### Material provided
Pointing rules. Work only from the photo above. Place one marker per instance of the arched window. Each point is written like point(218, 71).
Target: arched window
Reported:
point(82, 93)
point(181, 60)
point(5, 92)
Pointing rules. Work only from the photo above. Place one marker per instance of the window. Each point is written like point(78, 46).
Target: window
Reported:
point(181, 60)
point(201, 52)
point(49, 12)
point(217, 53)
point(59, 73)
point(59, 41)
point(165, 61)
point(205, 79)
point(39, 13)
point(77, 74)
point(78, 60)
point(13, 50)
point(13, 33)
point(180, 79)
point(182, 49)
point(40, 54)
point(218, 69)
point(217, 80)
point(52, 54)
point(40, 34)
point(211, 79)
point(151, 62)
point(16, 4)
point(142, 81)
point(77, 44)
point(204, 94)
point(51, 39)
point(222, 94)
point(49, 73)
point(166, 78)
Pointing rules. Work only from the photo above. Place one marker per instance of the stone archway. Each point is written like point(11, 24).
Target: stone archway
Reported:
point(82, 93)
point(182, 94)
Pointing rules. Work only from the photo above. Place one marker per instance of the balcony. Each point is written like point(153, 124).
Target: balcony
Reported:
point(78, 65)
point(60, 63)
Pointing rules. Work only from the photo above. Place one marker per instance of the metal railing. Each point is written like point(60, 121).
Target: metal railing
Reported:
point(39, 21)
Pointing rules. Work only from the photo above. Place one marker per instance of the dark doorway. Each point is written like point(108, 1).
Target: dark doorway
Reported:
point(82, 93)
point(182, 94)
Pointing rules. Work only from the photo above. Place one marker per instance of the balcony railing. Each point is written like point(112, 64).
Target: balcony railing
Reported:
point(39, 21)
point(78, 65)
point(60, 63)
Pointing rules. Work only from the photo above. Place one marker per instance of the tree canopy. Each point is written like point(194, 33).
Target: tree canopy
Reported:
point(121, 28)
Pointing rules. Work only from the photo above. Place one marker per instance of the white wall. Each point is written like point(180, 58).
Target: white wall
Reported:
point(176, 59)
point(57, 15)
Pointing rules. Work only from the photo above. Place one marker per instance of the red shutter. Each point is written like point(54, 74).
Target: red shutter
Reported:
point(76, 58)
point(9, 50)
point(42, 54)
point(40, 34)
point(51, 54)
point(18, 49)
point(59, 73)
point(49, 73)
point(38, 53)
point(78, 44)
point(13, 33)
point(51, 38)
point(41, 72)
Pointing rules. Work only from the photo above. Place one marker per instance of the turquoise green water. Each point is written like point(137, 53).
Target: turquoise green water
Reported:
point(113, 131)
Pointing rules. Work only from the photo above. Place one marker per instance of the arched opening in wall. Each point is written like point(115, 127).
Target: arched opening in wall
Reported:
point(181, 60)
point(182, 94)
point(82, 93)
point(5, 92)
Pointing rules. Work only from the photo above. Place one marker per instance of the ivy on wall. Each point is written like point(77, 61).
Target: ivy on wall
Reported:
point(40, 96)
######
● **Requirements**:
Please rewrite every line of the records above as a numbered list, leaving out blank lines.

● **Task answer**:
1. Pointing rules. Work only from the photo above. Place one marker per instance of the arched window. Each point is written like point(218, 71).
2. Target: arched window
3. Reported:
4. point(82, 93)
5. point(181, 60)
6. point(5, 92)
7. Pointing rules. Work only from the photo above. Place one marker per instance of the window. Each point is written like point(78, 46).
8. Target: window
9. Reported:
10. point(181, 60)
11. point(201, 52)
12. point(49, 12)
13. point(217, 53)
14. point(59, 73)
15. point(59, 41)
16. point(165, 61)
17. point(205, 79)
18. point(39, 13)
19. point(77, 74)
20. point(78, 60)
21. point(13, 50)
22. point(13, 33)
23. point(180, 79)
24. point(182, 49)
25. point(40, 54)
26. point(218, 69)
27. point(217, 80)
28. point(52, 54)
29. point(40, 34)
30. point(211, 79)
31. point(151, 62)
32. point(16, 4)
33. point(142, 81)
34. point(77, 44)
35. point(204, 94)
36. point(51, 39)
37. point(222, 94)
38. point(49, 73)
39. point(166, 78)
40. Pointing rules. Work only from the photo above. Place one marker per instance of the stone archway. Each point is written like point(11, 24).
41. Target: stone archway
42. Reported:
43. point(82, 93)
44. point(182, 94)
45. Pointing rules. Work only from the photo above. Place one marker per instance of the balcony. Each point is written like point(153, 124).
46. Target: balcony
47. Reported:
48. point(78, 65)
49. point(60, 63)
50. Pointing rules. Work only from the photo above. Place one marker per instance of the metal railing. Each point is written like point(60, 121).
51. Target: metal railing
52. Reported:
53. point(39, 21)
54. Pointing rules. Work only from the photo above. Place one marker per instance of the dark doorway. Each point is written like point(108, 1).
55. Target: dark doorway
56. Reported:
57. point(82, 93)
58. point(182, 94)
59. Pointing rules. Work only from the photo above. Place one marker per instance of the balcony railing. Each point is written like point(112, 64).
60. Target: balcony railing
61. Reported:
62. point(39, 21)
63. point(78, 65)
64. point(60, 63)
65. Pointing rules. Work only from the photo above. Place one marker per instance of the tree canopy. Each point is written like point(194, 33).
66. Target: tree canopy
67. Reported:
68. point(121, 28)
69. Pointing rules. Work only from the photo above. Place one marker per instance of the white wall. Each point is written like point(180, 58).
70. Target: white wall
71. Reported:
72. point(176, 59)
73. point(57, 15)
74. Pointing rules. Work only from the photo above. Place one marker per instance of the red shutter. Each point is written like point(54, 74).
75. Target: red shutter
76. Reported:
77. point(76, 58)
78. point(9, 50)
79. point(42, 54)
80. point(40, 34)
81. point(51, 54)
82. point(18, 49)
83. point(59, 73)
84. point(49, 73)
85. point(38, 53)
86. point(78, 44)
87. point(13, 33)
88. point(51, 38)
89. point(41, 72)
90. Pointing rules. Work only from the photo above. Place one marker per instance of the turquoise green water. Each point is written like point(137, 53).
91. Target: turquoise green water
92. Reported:
93. point(113, 131)
94. Pointing rules. Work only from the photo above. Place one marker per instance of the arched opening in wall. Each point is written like point(115, 127).
95. Target: arched opening in wall
96. Reported:
97. point(181, 60)
98. point(182, 94)
99. point(82, 93)
100. point(5, 92)
101. Pointing rules. Work only from the photo above. Place one marker per instance of the ivy on wall. Each point is written like point(77, 61).
102. Target: ivy on wall
103. Reported:
104. point(40, 96)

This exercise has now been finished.